**Work to be completed:**
Could you write out all the records once more, exactly?

**Material for this task:**

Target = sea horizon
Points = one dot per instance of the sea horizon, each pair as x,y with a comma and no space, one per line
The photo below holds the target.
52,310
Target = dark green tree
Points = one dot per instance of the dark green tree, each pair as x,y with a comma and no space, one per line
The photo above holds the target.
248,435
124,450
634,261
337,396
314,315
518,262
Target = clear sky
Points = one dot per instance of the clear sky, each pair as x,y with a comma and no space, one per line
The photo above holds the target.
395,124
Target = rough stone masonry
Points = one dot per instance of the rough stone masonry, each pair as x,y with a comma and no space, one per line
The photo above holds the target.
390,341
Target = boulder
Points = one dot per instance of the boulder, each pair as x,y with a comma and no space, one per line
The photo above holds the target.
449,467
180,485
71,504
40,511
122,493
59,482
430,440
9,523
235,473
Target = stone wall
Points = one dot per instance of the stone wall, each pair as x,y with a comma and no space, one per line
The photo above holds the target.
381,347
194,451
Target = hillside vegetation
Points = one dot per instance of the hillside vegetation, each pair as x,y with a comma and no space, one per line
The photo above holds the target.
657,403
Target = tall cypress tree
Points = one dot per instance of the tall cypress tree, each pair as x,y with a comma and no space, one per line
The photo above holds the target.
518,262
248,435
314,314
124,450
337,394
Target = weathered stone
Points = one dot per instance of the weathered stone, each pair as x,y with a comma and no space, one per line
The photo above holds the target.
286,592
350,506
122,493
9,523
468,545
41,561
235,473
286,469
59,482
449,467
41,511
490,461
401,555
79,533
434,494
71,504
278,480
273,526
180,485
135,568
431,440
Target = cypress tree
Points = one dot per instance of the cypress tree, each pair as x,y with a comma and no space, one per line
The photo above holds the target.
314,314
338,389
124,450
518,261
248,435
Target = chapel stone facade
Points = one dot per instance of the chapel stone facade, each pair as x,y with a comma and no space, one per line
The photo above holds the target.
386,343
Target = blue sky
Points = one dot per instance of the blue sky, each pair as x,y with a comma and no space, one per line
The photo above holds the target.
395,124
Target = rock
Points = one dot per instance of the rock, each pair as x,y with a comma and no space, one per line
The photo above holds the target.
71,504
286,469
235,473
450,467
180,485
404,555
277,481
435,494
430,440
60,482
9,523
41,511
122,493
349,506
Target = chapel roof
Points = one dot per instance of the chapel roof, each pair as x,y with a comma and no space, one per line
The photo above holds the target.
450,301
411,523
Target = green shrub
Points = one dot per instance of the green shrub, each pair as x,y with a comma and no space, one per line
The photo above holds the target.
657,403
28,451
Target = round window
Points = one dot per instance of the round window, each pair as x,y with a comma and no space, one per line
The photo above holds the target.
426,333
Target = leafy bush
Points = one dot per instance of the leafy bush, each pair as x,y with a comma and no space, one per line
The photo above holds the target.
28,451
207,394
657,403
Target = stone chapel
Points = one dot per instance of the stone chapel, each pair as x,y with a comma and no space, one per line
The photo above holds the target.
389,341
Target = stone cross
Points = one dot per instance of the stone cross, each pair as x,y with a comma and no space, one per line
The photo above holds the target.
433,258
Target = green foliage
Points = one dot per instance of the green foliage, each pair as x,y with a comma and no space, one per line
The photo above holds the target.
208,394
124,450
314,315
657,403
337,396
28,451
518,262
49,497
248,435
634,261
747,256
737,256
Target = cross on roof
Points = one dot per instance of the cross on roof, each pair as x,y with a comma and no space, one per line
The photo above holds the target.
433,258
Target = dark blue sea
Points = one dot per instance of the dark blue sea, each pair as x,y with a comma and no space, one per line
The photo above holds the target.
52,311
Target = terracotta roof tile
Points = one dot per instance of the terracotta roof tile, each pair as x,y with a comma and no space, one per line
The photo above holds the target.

**Response to the task:**
Target = sea horizon
Points = one dot per instance of the sea horizon, each pair as x,y with a comma and no space, one per line
The photo below holds the target.
52,310
Target = dark green tree
Points = one dot per instance of the dark green tree, each pair as x,y with a comma and no space, one per line
The photo above holds the target.
248,435
124,450
634,261
337,396
314,315
518,262
Target = clear sky
Points = one dot per instance of the clear sky, each pair as x,y with a comma and no space, one per line
The photo above holds the target.
395,124
Target = rough stone masonry
Points = one dot per instance of the rough stone masonry, each pair as x,y with a comma and no space, one per line
The photo above holds the target.
390,341
Target = boulder
Points = one dot per instance of the boulder, each pair as x,y with a comma and no space, one per line
The photo above holds the target.
449,467
180,485
71,504
40,511
122,493
59,482
430,440
9,523
235,473
Target = stone wall
Points = one dot per instance of the stone wall, each pair as x,y with a comma and no space, one per line
The photo above holds the target.
381,347
194,451
Target = hillside vegetation
Points = one dot per instance of the hillside vegetation, each pair as x,y with a comma and no space, one per line
The photo above holds the target.
657,403
Target = tall cypress tree
Points = one dot per instance of the tall cypress tree, each pair as x,y with a comma and no space, one per line
The photo above holds the target.
518,262
248,435
314,314
124,450
337,394
Target = weathered stone
Points = one dot per instance of the weathered stone, each pair as x,y with a comma and no space, one per line
The photo above holds the target.
286,592
350,506
122,493
9,523
468,545
41,561
235,473
286,469
59,482
449,467
41,511
490,461
401,555
79,533
434,494
71,504
278,480
273,526
180,485
135,568
431,440
Target = cypress tree
Points = one dot per instance of the cypress tree, each pair as x,y with a comma and no space, one per line
The photo above holds the target.
314,314
338,389
124,450
518,261
248,435
Target = chapel stone facade
Points = one dot per instance of the chapel stone facade, each pair as x,y with a comma and no space, one per line
The photo above holds the target.
386,343
Target = blue sky
Points = one dot per instance of the blue sky, each pair as x,y with a comma and no space, one per line
The photo above holds the target.
395,124
Target = rock
Points = one dot per instance of the rock, each pair as x,y with a comma and no space, one per line
The photo above holds the target.
71,504
286,469
235,473
450,467
180,485
404,555
277,481
435,494
430,440
60,482
9,523
41,511
122,493
349,506
Target = chapel roof
Points = one dot per instance of the chapel roof, each pair as x,y with a comma and no space, one per line
The photo above holds the target.
450,301
411,523
Target = green shrub
Points = one dot per instance of the green shrub, each pair as x,y with a comma and no space, one per line
The photo above holds the target.
657,403
28,451
Target = round window
Points = one dot per instance of the round window, each pair as x,y with a comma and no space, one per line
The photo above holds the target.
426,333
Target = leafy bush
Points = one dot per instance of the leafy bush, each pair as x,y with a comma and no space, one per line
The photo above holds the target.
28,451
207,394
657,403
Target = stone chapel
Points = one dot per instance of the stone chapel, each pair as x,y with a comma and no space, one per line
The photo above holds the target.
389,341
Target = stone cross
Points = one dot per instance of the stone cross, each pair as x,y with a comma and no space, one per line
The photo above holds the target.
433,258
Target = green foliage
Points = one dot per instance of the green foliage, each pair as x,y with a comma and no space, one per line
The photo above holds the target.
208,394
124,450
314,315
657,403
337,396
28,451
518,262
49,497
248,435
634,261
747,256
737,256
Target = cross on roof
Points = one dot per instance of the cross on roof, each pair as x,y with a comma and no space, one per line
The photo above holds the target.
433,258
Target = dark blue sea
Points = one dot per instance of the dark blue sea, each pair as x,y with a comma and no space, one per line
The photo above holds the target.
52,311
Target = terracotta roof tile
Points = one dot per instance of the terracotta roof tile, each pair as x,y with a comma and no space, one per line
The photo above holds the target.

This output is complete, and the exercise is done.